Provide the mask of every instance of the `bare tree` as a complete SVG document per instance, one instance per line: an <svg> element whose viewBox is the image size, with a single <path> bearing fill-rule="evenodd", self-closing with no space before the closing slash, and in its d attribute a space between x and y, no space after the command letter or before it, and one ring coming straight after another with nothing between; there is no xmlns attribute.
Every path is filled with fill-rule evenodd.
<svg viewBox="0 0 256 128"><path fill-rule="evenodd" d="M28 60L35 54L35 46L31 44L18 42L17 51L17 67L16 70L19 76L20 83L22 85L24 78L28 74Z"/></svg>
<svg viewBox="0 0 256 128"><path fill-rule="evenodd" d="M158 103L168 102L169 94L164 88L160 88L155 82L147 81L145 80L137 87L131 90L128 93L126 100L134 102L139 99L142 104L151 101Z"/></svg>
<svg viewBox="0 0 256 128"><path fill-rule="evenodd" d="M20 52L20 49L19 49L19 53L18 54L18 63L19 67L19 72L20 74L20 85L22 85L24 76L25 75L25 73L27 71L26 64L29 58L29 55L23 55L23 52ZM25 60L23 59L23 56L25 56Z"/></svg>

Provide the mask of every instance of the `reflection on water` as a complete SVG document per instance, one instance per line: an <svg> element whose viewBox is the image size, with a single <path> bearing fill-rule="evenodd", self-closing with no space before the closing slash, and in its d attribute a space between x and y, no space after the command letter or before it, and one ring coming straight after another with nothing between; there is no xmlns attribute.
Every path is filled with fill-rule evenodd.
◆ ◆ ◆ ◆ ◆
Output every line from the start of the items through the line containing "52L20 49L19 49L19", inclusive, as a numbered list with blank lines left out.

1. Provide the mask of every instance of the `bare tree` as a complete SVG document per instance, one instance per line: an <svg> element whose viewBox is the image size, with a single <path> bearing fill-rule="evenodd", self-closing with no space before the closing slash, and in its d attribute a space between x and y, no space after the command letter or before it, and one ring coming straight after another with nothing between; there is no xmlns attribute.
2. Every path is filled with fill-rule evenodd.
3. <svg viewBox="0 0 256 128"><path fill-rule="evenodd" d="M28 60L35 54L35 46L31 44L18 42L17 51L17 67L16 70L19 76L20 83L22 85L24 78L28 74Z"/></svg>
4. <svg viewBox="0 0 256 128"><path fill-rule="evenodd" d="M158 103L168 102L169 94L164 88L160 88L155 82L147 81L145 80L137 87L131 90L128 93L126 100L134 102L139 99L142 104L151 101Z"/></svg>
5. <svg viewBox="0 0 256 128"><path fill-rule="evenodd" d="M20 52L20 49L19 49L19 53L18 54L18 63L19 67L19 72L20 74L20 85L22 85L24 76L25 75L25 73L27 71L26 64L29 58L29 55L23 55L23 52ZM25 60L23 59L23 56L25 56Z"/></svg>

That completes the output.